I am trying to read a JSON file where the data are at various level, i.e. Top --> inner --> inner most.
I have tried the pd.json_normalization
, but I don't think it is working. I have attached a screenshot. In that the top most level is "WTFY_Combined"
, and inside it there are three more levels of data. So, out of the levels, I need to read "OccuMa" which is marked in yellow color, and then inside "OccuMa", there are another level of data "OccuCode" and "OccuDesc". I need to read those two levels in two different dataframes.
I know that one way of doing is to take those two in two different JSON files, but in real, I will have such multi level structure to read.
I am trying below code:
import pandas as pd
import json as js
with open ("filepath", "r") as f:
data = js.loads(f.read())
df_flat = pd.json_normalize(data, record_path=['OccuCode'])
df_flat2 = pd.json_normalize(data, record_path=['OccuDesc'])
But, it is not working, its giving "keyerror"
for obvious reason that I am not able to map the data into the dataframe properly.
CodePudding user response:
import pandas as pd
import json as js
with open ("filepath", "r") as f:
json_data = js.loads(f.read())
json_data = json_data['WTYF_Combined']['Extraction']['abc']['OccuMa']
df_data = pd.DataFrame(json_data)[['OccuCode','OccuDesc']]

----------

**TASK STATEMENT:** Copy out the forum thread on reading nested JSON into pandas dataframes, word for word and in full.

----------

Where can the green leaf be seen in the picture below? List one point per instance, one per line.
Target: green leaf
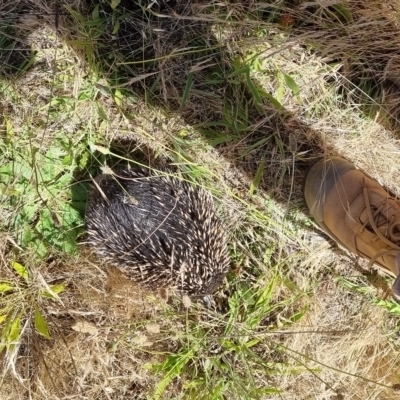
(189, 84)
(20, 270)
(55, 289)
(291, 84)
(118, 96)
(257, 177)
(14, 332)
(114, 4)
(40, 324)
(102, 113)
(5, 287)
(253, 89)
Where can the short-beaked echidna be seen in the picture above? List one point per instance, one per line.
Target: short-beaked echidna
(159, 230)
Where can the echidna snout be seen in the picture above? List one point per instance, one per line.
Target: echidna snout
(159, 230)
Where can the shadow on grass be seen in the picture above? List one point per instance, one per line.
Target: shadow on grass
(173, 56)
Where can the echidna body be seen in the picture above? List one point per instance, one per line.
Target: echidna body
(159, 230)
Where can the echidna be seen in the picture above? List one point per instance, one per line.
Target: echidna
(159, 230)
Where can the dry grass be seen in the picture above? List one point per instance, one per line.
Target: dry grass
(296, 314)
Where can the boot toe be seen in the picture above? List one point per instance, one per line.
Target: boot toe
(320, 180)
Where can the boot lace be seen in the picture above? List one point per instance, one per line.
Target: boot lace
(379, 222)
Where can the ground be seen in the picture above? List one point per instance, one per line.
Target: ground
(240, 98)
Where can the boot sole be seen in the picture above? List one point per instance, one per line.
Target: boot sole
(320, 180)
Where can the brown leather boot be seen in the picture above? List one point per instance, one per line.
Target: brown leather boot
(356, 212)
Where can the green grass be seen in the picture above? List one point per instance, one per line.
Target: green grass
(228, 99)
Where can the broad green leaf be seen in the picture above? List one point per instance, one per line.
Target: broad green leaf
(291, 84)
(56, 289)
(257, 177)
(189, 84)
(5, 287)
(15, 331)
(253, 89)
(118, 96)
(41, 325)
(114, 4)
(20, 270)
(102, 113)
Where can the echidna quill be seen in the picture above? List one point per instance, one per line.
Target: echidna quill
(159, 230)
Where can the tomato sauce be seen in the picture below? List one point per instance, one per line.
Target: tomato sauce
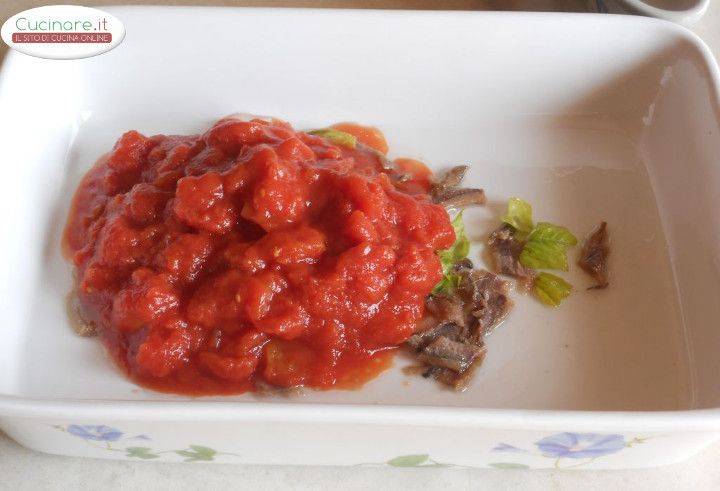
(251, 254)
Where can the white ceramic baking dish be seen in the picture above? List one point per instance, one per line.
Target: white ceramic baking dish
(588, 117)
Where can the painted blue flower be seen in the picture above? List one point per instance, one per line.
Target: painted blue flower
(580, 445)
(98, 433)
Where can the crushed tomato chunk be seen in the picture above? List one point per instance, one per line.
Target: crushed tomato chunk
(254, 253)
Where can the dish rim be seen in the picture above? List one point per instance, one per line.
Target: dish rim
(205, 411)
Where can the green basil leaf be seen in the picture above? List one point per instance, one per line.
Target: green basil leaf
(519, 216)
(336, 136)
(448, 257)
(551, 289)
(546, 247)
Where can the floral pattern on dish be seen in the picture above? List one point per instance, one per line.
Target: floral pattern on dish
(584, 448)
(110, 436)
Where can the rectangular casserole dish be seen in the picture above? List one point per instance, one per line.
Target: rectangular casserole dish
(588, 117)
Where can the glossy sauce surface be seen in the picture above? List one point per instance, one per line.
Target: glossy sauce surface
(254, 253)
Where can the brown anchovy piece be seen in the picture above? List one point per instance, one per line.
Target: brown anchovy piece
(446, 191)
(489, 297)
(594, 255)
(461, 198)
(505, 250)
(451, 179)
(453, 347)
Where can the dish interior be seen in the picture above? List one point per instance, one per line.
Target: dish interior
(583, 126)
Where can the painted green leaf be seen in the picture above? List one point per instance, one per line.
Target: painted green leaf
(336, 136)
(508, 465)
(197, 453)
(408, 460)
(141, 453)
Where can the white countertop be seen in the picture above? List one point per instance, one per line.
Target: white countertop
(24, 469)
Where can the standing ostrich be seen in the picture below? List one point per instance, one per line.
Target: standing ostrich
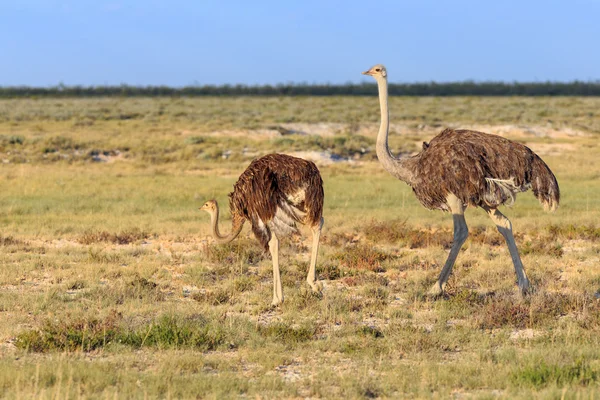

----------

**ANSWER TO THE PROBLEM:**
I am trying to read a JSON file where the data are at various level, i.e. Top --> inner --> inner most.
I have tried the pd.json_normalization
, but I don't think it is working. I have attached a screenshot. In that the top most level is "WTFY_Combined"
, and inside it there are three more levels of data. So, out of the levels, I need to read "OccuMa" which is marked in yellow color, and then inside "OccuMa", there are another level of data "OccuCode" and "OccuDesc". I need to read those two levels in two different dataframes.
I know that one way of doing is to take those two in two different JSON files, but in real, I will have such multi level structure to read.
I am trying below code:
import pandas as pd
import json as js
with open ("filepath", "r") as f:
data = js.loads(f.read())
df_flat = pd.json_normalize(data, record_path=['OccuCode'])
df_flat2 = pd.json_normalize(data, record_path=['OccuDesc'])
But, it is not working, its giving "keyerror"
for obvious reason that I am not able to map the data into the dataframe properly.
CodePudding user response:
import pandas as pd
import json as js
with open ("filepath", "r") as f:
json_data = js.loads(f.read())
json_data = json_data['WTYF_Combined']['Extraction']['abc']['OccuMa']
df_data = pd.DataFrame(json_data)[['OccuCode','OccuDesc']]